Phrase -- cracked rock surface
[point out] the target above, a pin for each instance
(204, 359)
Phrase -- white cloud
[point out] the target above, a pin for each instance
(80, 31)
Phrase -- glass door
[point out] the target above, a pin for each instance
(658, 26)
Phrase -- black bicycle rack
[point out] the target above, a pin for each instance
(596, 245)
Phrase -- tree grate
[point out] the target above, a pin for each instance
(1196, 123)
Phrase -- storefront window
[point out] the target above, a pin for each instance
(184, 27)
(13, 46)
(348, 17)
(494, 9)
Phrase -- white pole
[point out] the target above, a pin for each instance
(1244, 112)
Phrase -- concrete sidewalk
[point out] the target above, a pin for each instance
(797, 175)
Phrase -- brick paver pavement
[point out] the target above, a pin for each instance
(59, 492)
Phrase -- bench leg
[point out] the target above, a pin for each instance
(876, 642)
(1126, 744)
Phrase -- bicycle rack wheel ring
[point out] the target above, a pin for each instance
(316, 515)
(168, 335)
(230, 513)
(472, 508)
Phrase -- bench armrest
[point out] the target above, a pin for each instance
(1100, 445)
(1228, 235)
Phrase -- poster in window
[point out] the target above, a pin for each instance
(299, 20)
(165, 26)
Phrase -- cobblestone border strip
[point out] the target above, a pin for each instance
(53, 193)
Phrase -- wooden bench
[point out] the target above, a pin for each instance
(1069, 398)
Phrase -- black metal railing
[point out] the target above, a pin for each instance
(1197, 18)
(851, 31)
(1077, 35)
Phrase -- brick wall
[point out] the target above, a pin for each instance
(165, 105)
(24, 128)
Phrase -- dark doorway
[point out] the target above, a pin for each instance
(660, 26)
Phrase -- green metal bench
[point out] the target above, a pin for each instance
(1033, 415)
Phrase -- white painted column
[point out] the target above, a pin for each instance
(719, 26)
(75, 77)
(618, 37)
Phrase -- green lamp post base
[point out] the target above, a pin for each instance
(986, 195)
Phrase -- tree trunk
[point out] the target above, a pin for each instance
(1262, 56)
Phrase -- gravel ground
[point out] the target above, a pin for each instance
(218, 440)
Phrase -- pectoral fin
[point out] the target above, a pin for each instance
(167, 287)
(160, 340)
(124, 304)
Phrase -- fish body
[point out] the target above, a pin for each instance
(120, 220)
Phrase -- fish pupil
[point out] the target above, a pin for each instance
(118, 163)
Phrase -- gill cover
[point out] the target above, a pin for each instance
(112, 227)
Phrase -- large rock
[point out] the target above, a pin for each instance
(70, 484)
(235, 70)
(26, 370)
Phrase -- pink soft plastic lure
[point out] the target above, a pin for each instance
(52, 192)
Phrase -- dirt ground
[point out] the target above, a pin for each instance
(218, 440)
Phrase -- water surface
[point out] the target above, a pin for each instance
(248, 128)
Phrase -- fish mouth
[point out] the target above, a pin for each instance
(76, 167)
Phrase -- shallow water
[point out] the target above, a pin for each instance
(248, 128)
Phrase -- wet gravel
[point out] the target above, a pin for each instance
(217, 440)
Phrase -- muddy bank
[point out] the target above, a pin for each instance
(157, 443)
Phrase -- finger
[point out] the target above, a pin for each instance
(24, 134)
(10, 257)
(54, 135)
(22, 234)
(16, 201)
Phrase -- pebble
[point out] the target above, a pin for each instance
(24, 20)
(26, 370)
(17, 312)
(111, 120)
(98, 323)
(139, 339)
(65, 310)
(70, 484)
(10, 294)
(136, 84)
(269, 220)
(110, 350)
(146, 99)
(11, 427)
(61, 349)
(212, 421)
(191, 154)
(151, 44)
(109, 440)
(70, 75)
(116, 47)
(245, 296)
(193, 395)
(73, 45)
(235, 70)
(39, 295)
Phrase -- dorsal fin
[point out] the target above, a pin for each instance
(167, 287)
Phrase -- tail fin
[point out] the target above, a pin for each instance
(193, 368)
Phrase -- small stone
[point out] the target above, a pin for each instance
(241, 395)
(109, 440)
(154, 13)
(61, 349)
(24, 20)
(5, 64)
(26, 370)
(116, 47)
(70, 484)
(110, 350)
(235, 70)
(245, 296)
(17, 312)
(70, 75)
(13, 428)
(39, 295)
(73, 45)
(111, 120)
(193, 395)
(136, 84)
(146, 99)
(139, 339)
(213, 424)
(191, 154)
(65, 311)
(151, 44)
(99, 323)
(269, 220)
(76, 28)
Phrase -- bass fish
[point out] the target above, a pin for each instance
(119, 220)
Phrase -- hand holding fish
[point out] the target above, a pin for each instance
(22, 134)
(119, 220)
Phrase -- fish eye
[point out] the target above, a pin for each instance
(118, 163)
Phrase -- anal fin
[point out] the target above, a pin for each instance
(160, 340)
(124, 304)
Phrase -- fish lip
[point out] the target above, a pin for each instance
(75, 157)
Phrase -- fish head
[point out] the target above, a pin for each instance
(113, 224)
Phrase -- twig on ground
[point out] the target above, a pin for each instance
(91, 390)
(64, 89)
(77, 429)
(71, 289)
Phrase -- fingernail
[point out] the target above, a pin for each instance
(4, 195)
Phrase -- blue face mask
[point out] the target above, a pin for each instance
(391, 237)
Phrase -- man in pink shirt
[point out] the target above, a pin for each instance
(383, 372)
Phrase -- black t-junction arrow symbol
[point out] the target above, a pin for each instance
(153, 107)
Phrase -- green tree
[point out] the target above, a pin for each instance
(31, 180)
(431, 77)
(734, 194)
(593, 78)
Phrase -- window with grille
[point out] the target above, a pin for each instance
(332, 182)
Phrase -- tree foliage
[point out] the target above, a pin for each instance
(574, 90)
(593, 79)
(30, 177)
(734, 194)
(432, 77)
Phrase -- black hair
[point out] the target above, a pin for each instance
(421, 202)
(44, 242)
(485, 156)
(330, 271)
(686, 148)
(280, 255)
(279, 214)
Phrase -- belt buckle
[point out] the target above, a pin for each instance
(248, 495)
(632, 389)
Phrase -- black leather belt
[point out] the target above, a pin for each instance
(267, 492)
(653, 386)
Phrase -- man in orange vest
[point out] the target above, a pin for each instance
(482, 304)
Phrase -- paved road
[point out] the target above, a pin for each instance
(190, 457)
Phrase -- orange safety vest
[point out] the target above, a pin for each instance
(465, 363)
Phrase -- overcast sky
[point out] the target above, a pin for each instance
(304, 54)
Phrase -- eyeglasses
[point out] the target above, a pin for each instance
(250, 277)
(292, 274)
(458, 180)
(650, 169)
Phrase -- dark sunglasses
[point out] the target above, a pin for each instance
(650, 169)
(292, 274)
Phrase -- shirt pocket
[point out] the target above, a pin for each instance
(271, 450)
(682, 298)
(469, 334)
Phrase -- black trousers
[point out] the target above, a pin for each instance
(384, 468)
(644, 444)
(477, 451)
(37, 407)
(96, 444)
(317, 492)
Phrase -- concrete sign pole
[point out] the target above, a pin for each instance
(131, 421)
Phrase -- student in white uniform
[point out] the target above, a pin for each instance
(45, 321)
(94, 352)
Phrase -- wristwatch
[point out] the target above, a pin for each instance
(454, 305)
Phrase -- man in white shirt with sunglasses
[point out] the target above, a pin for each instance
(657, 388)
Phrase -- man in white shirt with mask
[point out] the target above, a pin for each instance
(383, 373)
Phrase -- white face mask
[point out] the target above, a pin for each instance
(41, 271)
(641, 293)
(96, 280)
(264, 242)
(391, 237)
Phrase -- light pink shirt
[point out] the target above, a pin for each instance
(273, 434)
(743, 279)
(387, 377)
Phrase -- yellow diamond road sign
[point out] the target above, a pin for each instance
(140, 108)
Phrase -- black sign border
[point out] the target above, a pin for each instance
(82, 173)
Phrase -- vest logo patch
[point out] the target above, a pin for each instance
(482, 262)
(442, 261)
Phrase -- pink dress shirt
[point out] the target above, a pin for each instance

---------------

Instructions to follow.
Extract each entry in full and write it down exactly.

Answer to the task.
Phrase -- cracked rock surface
[point out] the target above, a pin for each instance
(204, 359)
Phrase -- white cloud
[point out] the target above, a pin for each instance
(80, 31)
Phrase -- glass door
[point out] the target above, a pin for each instance
(658, 26)
Phrase -- black bicycle rack
[point out] the target above, a pin for each instance
(596, 245)
Phrase -- tree grate
[point out] the target above, a pin for each instance
(1196, 123)
Phrase -- storefront window
[point out] the target above, a pin for each instance
(184, 27)
(13, 46)
(348, 17)
(494, 9)
Phrase -- white pole
[point out] the target above, a pin for each instance
(1244, 112)
Phrase -- concrete sidewalk
[point out] the target above, a pin for each instance
(797, 175)
Phrase -- brick paver pavement
[point out] the target above, a pin for each instance
(59, 492)
Phrase -- bench leg
[point out] the target above, a pin for each instance
(876, 642)
(1126, 744)
Phrase -- bicycle rack wheel ring
[point out] the target above, a pin for each instance
(316, 515)
(168, 335)
(230, 513)
(472, 508)
Phrase -- bench armrest
[point out] the target above, a pin for each instance
(1100, 445)
(1228, 235)
Phrase -- poster in window
[point out] the target above, a pin for each instance
(299, 20)
(165, 26)
Phrase -- cobblestone border strip
[point out] the target above, a pin for each instance
(53, 193)
Phrase -- wooden bench
[point out] the target above, a pin for each instance
(1069, 398)
Phrase -- black metal railing
[point out] the target above, a pin for each instance
(1197, 18)
(851, 31)
(1077, 35)
Phrase -- brick wall
[point out] the target above, a pin for each instance
(165, 105)
(24, 128)
Phrase -- dark doorway
[point out] the target above, a pin for each instance
(660, 26)
Phrase -- green metal bench
[point out] the target above, a pin for each instance
(1033, 415)
Phrase -- white painted column
[point out] the target above, a pin for each instance
(719, 26)
(75, 77)
(618, 37)
Phrase -- green lamp post base
[point out] the target above, a pin for each instance
(986, 195)
Phrase -- tree trunk
[point out] the target above, a pin for each instance
(1262, 56)
Phrase -- gravel ground
[point out] the target above, a pin for each instance
(218, 440)
Phrase -- pectoral fin
[point out] the target above, a pin for each instance
(167, 287)
(160, 340)
(124, 304)
Phrase -- fish body
[point out] the target above, a pin for each instance
(120, 220)
Phrase -- fish pupil
[point out] the target above, a pin for each instance
(118, 163)
Phrase -- gill cover
[point out] the target above, a pin for each instance
(112, 227)
Phrase -- large rock
[point out] the target above, a pin for each instance
(70, 484)
(235, 70)
(26, 370)
Phrase -- pink soft plastic lure
[point out] the target above, a pin for each instance
(52, 192)
Phrase -- dirt ground
[point out] the target above, a pin for each instance
(218, 440)
Phrase -- water surface
[point out] the target above, a pin for each instance
(248, 128)
Phrase -- fish mouth
[point out] the target above, a pin for each instance
(76, 167)
Phrase -- shallow water
[point out] the target above, a pin for each instance
(248, 128)
Phrase -- wet gravel
[point out] the target above, a pin for each instance
(217, 440)
Phrase -- muddy bank
[point out] the target above, a pin for each instance
(157, 443)
Phrase -- finger
[point out] the target above, a pin for each instance
(24, 134)
(10, 257)
(54, 135)
(22, 234)
(16, 201)
Phrase -- pebble
[point out] the target above, a pin for each instance
(24, 20)
(26, 370)
(17, 312)
(111, 120)
(98, 323)
(139, 339)
(65, 310)
(70, 484)
(10, 294)
(136, 84)
(269, 220)
(110, 350)
(146, 99)
(11, 427)
(61, 349)
(212, 421)
(191, 154)
(151, 44)
(109, 440)
(70, 75)
(116, 47)
(245, 296)
(193, 395)
(73, 45)
(235, 70)
(39, 295)
Phrase -- dorsal fin
[point out] the target above, a pin for each instance
(167, 287)
Phrase -- tail fin
[point out] the target above, a pin for each instance
(193, 368)
Phrase -- small stone
[point out] the target above, a pin for each instance
(241, 395)
(109, 440)
(154, 13)
(61, 349)
(24, 20)
(5, 64)
(26, 370)
(116, 47)
(70, 484)
(110, 350)
(235, 70)
(245, 296)
(17, 312)
(70, 75)
(13, 428)
(39, 295)
(73, 45)
(111, 120)
(193, 395)
(136, 84)
(146, 99)
(139, 339)
(213, 424)
(191, 154)
(65, 311)
(151, 44)
(99, 323)
(269, 220)
(76, 28)
Phrase -- bass fish
[point out] the target above, a pin for each instance
(119, 220)
Phrase -- hand holding fish
[point out] the target above, a pin for each instance
(22, 134)
(119, 220)
Phrase -- fish eye
[point out] the target above, a pin for each instance
(118, 163)
Phrase -- anal fin
[point out] the target above, a pin for each instance
(160, 340)
(124, 304)
Phrase -- fish lip
[point out] the target above, a pin for each instance
(75, 157)
Phrase -- fish head
[point out] the target above, a pin for each instance
(113, 224)
Phrase -- twig on ground
[point out] the target above, a pin for each instance
(91, 390)
(64, 89)
(77, 429)
(71, 289)
Phrase -- fingernail
[point out] the target above, a pin for each instance
(4, 195)
Phrase -- blue face mask
[point out] the target above, a pin for each instance
(391, 237)
Phrase -- man in pink shirt
[point out] the target above, a pin for each instance
(383, 372)
Phrase -- black t-junction arrow symbol
[point out] the target above, a pin for each instance
(153, 107)
Phrase -- green tree
[point out] the target above, a pin for each instance
(31, 180)
(431, 77)
(734, 194)
(593, 78)
Phrase -- window with grille
[point out] the target above, a pin for each instance
(332, 182)
Phrase -- tree foliage
[point out] the target above, a pin for each instance
(574, 90)
(593, 79)
(30, 177)
(734, 194)
(432, 77)
Phrase -- black hair
[point out] the target above, a pin for each instance
(421, 202)
(44, 242)
(485, 156)
(330, 271)
(686, 148)
(280, 255)
(279, 214)
Phrase -- belt buckle
[point out] the target above, a pin for each instance
(248, 495)
(632, 389)
Phrase -- black leather belt
[point out] the target above, a pin for each instance
(267, 492)
(653, 386)
Phrase -- man in orange vest
[point out] the target above, a pin for each instance
(482, 304)
Phrase -- paved road
[point out] the target above, a pin for each instance
(190, 457)
Phrase -- orange safety vest
[point out] the target above, a pin for each instance
(465, 363)
Phrase -- overcast sky
[point out] the target above, a pin for each instance
(304, 54)
Phrase -- eyeglasses
[point out] the target above, a pin for each instance
(250, 277)
(292, 274)
(458, 180)
(650, 169)
Phrase -- dark sunglasses
[point out] the target above, a pin for each instance
(650, 169)
(292, 274)
Phrase -- shirt pocket
[point out] the target above, a pin for each instance
(271, 450)
(682, 298)
(469, 334)
Phrase -- black trousers
[point out] the target above, a pin for each instance
(384, 468)
(644, 444)
(477, 451)
(37, 407)
(96, 444)
(317, 492)
Phrase -- concrete sign pole
[point out] the target above, a pin for each instance
(131, 421)
Phrase -- student in white uniform
[point out] the target above, a pin for each instance
(45, 321)
(94, 352)
Phrase -- wristwatch
[point out] the target above, a pin for each instance
(454, 305)
Phrase -- man in white shirt with sunglasses
[point out] the target above, a pin for each instance
(657, 388)
Phrase -- man in white shirt with mask
[point out] the target above, a pin for each instance
(383, 373)
Phrase -- white face mask
[point out] the target above, a pin for each instance
(41, 271)
(641, 293)
(96, 280)
(264, 242)
(391, 237)
Phrase -- light pink shirt
[point out] the target above, a pin for each instance
(273, 434)
(743, 279)
(387, 377)
Phrase -- yellow diamond road sign
[point out] the target above, a pin for each instance
(140, 108)
Phrase -- black sign border
[point out] the target above, a pin for each instance
(82, 173)
Phrase -- vest logo patch
[point out] the target above, a pin for each instance
(482, 262)
(442, 261)
Phrase -- pink dress shirt
[point out] the target above, a pin for each instance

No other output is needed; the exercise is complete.